((

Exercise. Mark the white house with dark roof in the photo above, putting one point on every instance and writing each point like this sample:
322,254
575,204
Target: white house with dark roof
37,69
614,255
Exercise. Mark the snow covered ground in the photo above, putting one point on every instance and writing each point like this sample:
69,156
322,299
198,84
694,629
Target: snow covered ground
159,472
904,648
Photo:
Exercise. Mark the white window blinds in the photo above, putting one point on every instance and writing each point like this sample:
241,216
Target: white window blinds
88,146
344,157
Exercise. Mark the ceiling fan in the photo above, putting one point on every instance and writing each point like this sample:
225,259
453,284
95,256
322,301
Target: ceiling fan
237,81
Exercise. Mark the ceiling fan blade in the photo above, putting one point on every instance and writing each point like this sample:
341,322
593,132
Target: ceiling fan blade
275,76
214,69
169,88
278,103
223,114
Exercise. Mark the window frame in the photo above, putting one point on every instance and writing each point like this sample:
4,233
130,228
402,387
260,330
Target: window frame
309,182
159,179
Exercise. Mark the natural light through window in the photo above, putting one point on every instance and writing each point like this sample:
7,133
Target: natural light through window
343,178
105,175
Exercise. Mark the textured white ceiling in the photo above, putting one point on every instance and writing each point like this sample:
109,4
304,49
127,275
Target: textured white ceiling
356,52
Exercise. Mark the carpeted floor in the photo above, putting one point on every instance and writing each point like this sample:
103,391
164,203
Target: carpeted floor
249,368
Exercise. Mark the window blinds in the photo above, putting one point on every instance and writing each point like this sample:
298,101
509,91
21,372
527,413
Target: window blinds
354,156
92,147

))
((

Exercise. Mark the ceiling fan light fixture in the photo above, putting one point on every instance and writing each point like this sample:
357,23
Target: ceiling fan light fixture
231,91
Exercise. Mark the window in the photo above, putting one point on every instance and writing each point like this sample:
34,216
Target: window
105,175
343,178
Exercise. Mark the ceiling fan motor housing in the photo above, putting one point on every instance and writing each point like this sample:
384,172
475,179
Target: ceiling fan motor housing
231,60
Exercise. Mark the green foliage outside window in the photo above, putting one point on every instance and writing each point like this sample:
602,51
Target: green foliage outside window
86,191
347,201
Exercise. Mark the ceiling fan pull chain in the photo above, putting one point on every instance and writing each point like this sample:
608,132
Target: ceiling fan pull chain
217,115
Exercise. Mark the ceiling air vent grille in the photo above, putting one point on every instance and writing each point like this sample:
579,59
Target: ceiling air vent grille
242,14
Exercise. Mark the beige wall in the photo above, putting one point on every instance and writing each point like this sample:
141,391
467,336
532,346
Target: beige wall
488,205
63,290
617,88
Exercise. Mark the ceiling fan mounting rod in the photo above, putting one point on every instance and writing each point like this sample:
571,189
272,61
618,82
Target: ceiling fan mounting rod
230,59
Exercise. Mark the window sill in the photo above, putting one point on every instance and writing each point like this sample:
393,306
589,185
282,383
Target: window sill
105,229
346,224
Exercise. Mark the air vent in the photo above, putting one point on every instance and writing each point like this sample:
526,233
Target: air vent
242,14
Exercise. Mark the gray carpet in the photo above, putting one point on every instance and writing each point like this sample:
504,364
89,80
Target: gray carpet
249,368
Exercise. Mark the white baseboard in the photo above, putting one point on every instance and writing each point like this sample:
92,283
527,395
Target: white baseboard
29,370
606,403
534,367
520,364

))

— What the exercise asks —
Restate word for word the lines of the data above, starting at the line containing "Exercise. Mark the white house" and ending at the line containing "Exercise. Mark the natural", both included, and nothing more.

— Response for this exercise —
Exercise. Mark the white house with dark roof in the photo above, putting one point on every instance and writing each point like this sample:
322,254
575,204
Target: white house with dark roof
37,69
614,255
Exercise. Mark the snow covered ground in the photo above, putting one point on every instance and writing each point like this sample:
69,156
322,299
198,84
694,629
Target: snow covered ground
159,472
904,648
Photo:
Exercise. Mark the white window blinds in the photo above, putting one point on every instance and writing each point like this sample:
241,216
Target: white window blinds
88,146
344,157
Exercise. Mark the ceiling fan in the photo above, putting one point on every instance and writing each point like this sample:
225,259
453,284
95,256
322,301
Target: ceiling fan
237,81
Exercise. Mark the ceiling fan blade in the photo above, putting one point on every instance and writing each point like this sample:
341,322
593,132
Target: ceiling fan blade
275,76
214,69
169,88
278,103
223,114
Exercise. Mark the window frame in the photo above, putting one point on every instance and writing each point like this sample:
4,233
130,228
402,387
260,330
Target: window frame
309,182
159,179
Exercise. Mark the natural light through window in the photo above, putting one point on every instance and writing each point like this sample:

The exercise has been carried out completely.